▸ DOCUMENT SECTION
----
Aleste
Image: Damien McFerran / Time Extension

Compile are best known as the creators of the evergreen Puyo Puyo series, a franchise that began as a spin-off of their Japan-only Madou Monogatari series of (mostly) dungeon-crawling RPGs and gone on to weather just about all the ups and downs gaming can throw at it – not just surviving the demise of Compile itself in 2003, but arguably becoming stronger than ever, if Sega's most recent quirky collaboration, Puyo Puyo Tetris 2, is anything to go by. But there was always another side to Compile far away from squishy puyos, colourful mazes and magic; a world of sleek spaceships and nonstop arcade-like vertical shmup action – the world of Aleste.
----
▸ AVAILABLE DATA
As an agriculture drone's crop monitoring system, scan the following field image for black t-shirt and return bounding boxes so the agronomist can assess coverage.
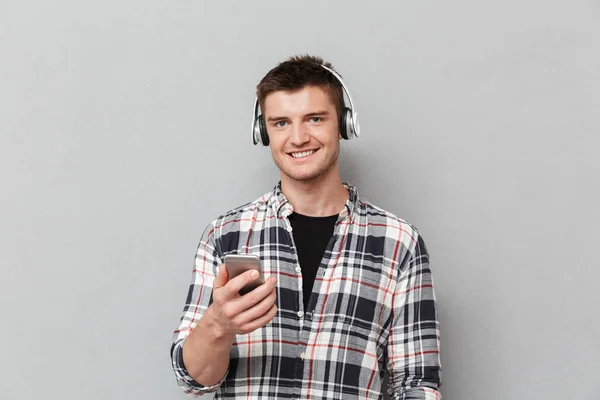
[288,212,338,309]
----
In the Aleste text, which series did Puyo Puyo begin as a spin-off of?

▸ THE REPLY
Madou Monogatari, Compile's Japan-only series of mostly dungeon-crawling RPGs.